● TASK INSTRUCTIONS:
Count the lines in the items below that contain the word "leaf", treating uppercase and lowercase as different. Reply with the number alone.

● STORED RECORDS:
◆ ◆ ◆ ◆ ◆ ◆ ◆
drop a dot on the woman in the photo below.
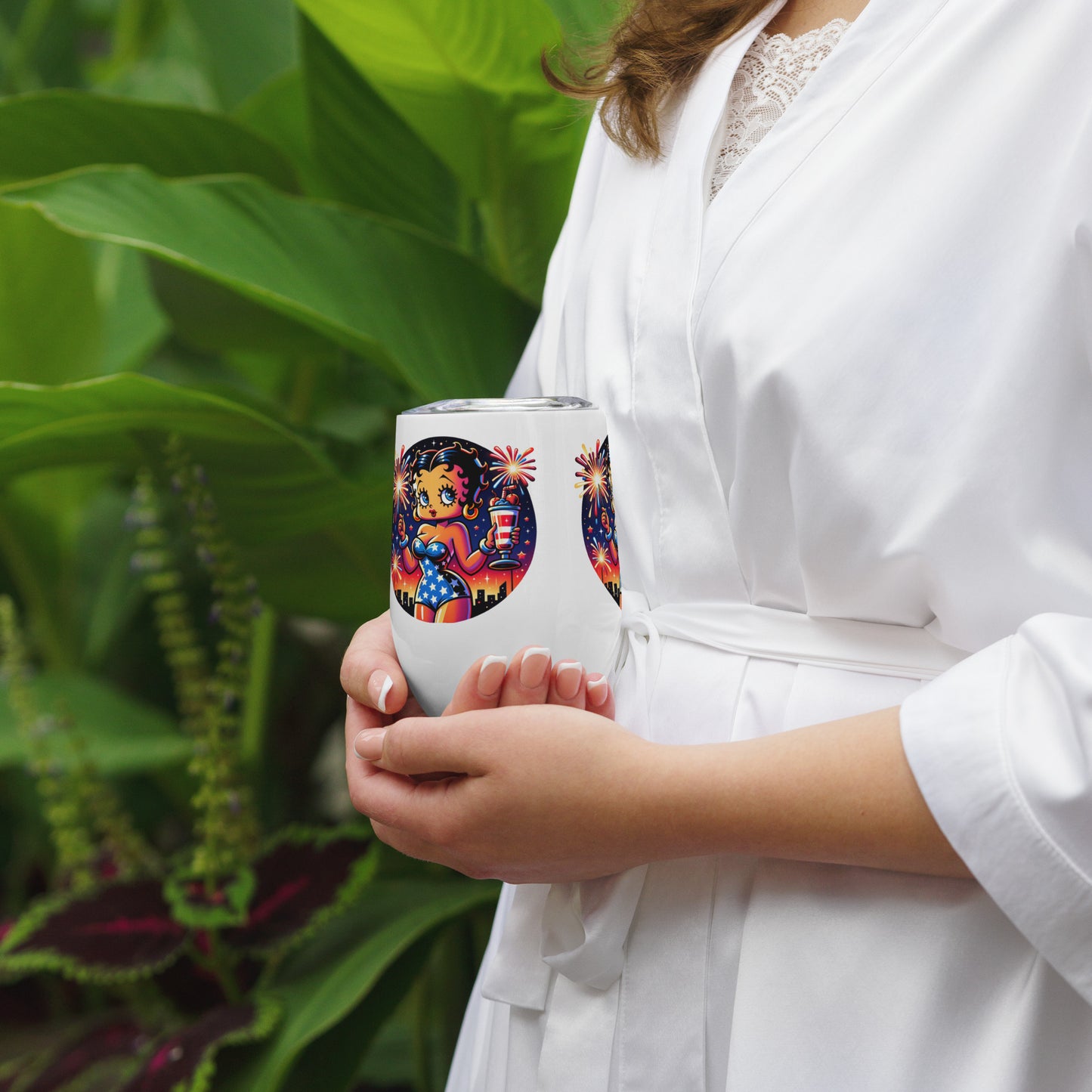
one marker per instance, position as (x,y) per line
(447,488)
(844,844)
◆ ◆ ◆ ◆ ◆ ◆ ◆
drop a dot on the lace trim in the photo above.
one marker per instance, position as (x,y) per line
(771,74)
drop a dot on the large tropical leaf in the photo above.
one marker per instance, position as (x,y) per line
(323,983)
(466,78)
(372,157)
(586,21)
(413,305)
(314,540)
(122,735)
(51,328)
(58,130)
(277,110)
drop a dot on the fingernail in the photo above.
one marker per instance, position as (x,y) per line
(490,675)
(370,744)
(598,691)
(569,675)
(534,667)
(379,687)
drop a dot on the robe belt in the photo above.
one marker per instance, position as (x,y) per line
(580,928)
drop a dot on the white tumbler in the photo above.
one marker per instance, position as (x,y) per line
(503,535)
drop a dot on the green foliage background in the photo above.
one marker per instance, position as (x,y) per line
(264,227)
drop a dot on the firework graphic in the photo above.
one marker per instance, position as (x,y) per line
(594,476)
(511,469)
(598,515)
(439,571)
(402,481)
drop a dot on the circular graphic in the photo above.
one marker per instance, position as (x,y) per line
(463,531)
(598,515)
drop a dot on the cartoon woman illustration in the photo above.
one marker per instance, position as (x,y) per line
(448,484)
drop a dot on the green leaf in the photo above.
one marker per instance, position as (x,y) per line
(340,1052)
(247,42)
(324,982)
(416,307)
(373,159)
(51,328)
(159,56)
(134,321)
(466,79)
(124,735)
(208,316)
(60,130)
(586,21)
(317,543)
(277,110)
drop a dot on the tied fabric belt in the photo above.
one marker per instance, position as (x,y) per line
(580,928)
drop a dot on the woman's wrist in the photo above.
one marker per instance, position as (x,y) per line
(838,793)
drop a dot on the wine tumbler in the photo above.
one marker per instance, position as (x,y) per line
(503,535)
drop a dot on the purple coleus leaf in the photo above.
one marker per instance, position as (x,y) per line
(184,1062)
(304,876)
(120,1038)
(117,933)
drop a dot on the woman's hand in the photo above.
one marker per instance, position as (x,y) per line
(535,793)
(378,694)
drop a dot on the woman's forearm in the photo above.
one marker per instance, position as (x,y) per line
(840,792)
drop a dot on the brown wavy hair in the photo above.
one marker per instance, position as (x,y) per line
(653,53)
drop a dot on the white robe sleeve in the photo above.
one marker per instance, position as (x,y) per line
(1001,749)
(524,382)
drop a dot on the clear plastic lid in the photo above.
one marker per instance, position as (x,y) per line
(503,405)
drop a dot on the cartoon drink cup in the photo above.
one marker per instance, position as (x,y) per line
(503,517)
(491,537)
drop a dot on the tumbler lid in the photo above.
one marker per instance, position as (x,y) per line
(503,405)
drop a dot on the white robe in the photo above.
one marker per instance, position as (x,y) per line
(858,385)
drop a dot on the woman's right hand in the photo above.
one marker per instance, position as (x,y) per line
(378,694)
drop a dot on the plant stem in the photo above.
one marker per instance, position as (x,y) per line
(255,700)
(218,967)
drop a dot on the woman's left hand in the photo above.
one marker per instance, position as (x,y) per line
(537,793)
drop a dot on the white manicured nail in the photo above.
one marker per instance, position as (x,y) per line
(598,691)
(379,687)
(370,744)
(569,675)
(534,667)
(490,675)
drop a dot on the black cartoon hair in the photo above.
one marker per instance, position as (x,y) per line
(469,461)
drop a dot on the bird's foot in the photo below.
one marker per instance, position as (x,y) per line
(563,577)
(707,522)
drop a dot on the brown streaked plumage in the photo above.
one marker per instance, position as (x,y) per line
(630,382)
◆ ◆ ◆ ◆ ◆ ◆ ◆
● COMPLETE ANSWER:
3